▸ **ACTION ITEM**
Records follow. Pull out every line that contains "before".

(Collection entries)

--*--

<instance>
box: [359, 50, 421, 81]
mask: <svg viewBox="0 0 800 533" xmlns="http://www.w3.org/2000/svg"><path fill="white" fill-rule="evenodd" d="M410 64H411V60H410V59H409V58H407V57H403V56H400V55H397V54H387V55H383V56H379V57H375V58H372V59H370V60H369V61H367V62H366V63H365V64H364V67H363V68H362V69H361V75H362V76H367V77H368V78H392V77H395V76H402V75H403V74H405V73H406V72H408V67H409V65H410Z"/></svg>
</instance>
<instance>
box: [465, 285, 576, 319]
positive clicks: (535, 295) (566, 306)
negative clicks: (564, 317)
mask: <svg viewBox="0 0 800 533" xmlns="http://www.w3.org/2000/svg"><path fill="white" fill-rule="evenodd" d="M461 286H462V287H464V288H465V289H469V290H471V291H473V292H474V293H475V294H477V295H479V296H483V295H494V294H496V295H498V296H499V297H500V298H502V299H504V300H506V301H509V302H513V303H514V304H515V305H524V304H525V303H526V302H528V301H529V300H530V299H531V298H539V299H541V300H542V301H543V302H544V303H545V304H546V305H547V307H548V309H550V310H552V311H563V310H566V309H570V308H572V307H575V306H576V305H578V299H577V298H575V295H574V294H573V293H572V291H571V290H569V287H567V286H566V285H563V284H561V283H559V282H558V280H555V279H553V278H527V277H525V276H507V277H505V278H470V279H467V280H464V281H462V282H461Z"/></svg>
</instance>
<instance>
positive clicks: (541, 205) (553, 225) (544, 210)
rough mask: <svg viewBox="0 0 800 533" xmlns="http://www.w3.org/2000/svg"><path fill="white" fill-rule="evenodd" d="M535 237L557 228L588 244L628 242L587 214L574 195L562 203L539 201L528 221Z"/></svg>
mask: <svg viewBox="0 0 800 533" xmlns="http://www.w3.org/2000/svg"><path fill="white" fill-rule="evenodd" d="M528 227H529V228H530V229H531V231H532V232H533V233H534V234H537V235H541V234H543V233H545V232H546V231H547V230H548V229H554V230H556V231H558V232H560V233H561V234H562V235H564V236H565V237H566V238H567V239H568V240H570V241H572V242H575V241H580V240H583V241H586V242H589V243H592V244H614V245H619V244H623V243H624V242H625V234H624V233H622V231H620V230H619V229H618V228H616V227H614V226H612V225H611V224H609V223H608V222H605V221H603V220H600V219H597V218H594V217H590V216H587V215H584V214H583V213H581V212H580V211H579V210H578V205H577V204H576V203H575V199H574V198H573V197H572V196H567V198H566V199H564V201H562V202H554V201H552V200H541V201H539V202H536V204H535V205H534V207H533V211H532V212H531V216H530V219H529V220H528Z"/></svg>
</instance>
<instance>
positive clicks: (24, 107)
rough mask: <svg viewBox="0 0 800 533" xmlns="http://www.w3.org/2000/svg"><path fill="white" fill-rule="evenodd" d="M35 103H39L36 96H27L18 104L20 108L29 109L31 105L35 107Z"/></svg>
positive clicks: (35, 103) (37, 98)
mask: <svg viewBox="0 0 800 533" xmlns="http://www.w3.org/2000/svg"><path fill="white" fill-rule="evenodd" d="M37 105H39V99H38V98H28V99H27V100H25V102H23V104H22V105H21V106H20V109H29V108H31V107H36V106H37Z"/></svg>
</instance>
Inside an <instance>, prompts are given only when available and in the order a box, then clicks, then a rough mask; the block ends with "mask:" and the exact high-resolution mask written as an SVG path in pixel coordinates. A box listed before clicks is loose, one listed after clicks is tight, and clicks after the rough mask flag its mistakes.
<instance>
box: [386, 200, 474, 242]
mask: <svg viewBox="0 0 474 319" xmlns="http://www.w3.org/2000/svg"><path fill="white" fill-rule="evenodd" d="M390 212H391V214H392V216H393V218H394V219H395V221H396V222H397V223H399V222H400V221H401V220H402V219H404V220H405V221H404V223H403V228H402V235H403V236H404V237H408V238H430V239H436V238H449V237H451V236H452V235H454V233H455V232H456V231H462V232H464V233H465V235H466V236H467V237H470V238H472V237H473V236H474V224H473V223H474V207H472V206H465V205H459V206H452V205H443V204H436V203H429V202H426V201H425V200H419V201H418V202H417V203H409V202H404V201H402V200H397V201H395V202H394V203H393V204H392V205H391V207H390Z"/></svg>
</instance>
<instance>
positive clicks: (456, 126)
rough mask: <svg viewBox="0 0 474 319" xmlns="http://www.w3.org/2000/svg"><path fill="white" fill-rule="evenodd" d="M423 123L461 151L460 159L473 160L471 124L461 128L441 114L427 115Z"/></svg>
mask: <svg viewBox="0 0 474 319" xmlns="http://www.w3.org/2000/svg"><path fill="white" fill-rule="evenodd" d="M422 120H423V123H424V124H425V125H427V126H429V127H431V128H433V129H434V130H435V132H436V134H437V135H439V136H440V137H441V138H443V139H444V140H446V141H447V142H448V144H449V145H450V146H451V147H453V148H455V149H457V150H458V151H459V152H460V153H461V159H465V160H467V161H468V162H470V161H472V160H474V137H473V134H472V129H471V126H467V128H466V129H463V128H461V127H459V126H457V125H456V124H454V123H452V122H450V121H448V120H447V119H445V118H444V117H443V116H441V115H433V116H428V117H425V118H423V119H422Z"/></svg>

--*--

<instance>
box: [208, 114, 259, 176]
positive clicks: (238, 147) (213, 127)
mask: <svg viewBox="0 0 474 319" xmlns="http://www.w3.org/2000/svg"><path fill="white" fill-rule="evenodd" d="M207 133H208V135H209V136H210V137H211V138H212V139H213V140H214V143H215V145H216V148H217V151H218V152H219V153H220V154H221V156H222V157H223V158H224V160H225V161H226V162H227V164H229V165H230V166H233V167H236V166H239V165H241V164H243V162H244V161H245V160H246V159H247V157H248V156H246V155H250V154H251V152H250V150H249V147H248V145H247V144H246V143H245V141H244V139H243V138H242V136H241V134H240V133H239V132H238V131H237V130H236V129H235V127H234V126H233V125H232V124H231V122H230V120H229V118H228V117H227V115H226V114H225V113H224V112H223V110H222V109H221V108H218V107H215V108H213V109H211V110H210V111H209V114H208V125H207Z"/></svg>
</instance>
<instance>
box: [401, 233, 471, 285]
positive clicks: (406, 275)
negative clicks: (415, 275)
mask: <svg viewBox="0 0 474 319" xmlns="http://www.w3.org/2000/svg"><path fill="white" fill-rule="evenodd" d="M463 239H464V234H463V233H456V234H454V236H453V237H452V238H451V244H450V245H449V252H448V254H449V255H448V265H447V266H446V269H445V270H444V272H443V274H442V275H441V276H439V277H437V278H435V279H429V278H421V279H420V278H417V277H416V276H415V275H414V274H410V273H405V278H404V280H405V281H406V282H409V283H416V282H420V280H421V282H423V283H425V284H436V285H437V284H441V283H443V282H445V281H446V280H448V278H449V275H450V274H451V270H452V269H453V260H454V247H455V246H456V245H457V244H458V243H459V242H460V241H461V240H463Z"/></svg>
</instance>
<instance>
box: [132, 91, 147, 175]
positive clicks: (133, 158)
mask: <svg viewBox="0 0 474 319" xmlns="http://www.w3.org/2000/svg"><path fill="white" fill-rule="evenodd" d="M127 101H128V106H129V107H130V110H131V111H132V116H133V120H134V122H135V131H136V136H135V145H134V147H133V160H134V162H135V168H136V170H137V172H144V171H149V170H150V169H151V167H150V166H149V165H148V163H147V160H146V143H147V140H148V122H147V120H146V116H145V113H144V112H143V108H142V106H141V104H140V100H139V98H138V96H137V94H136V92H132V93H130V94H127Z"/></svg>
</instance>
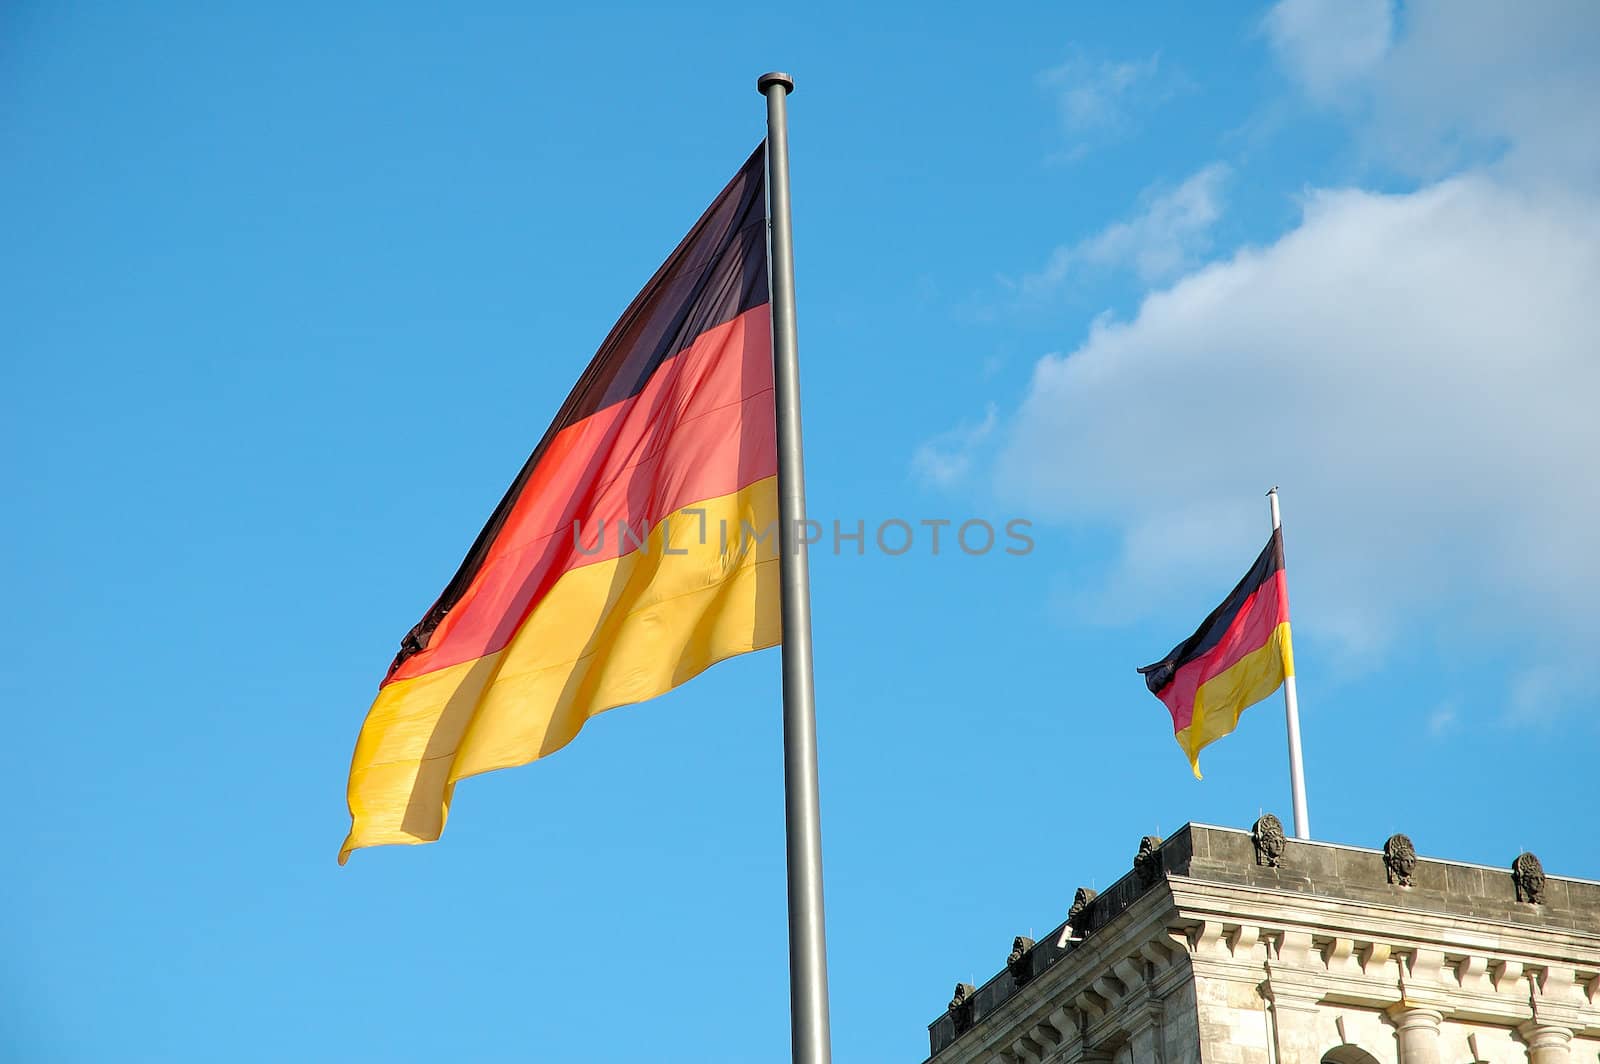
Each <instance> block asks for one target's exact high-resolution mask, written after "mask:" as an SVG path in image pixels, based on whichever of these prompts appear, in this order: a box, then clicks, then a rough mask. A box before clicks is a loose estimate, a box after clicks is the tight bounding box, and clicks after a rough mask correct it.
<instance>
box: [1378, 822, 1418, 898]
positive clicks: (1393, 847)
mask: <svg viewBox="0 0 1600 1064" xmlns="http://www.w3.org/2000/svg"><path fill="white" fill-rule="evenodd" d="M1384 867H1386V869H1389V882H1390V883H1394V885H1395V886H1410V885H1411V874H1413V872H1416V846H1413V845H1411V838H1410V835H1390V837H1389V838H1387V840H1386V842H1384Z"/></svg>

--*--

▸ **EXERCISE ANSWER**
Inside an <instance>, prompts are given only when available and in the order a box, then clicks, then a rough mask; the block ends with "mask:" and the exact high-resolution mask written as an SVG path in pixel coordinates. A box listed before clicks is loose, one listed after clicks is tight, and clicks after the rough mask flag its mistakes.
Each <instance> block asks for one target's exact high-resolution mask, written after "mask:" as an SVG path in image pixels, based on whichever of these prompts appear, in this order: a box, then clicks, then a rough mask. A box before clicks is a loose estimate, a box after clicks is the tight bounding box, and clicks after a rough mask correct it.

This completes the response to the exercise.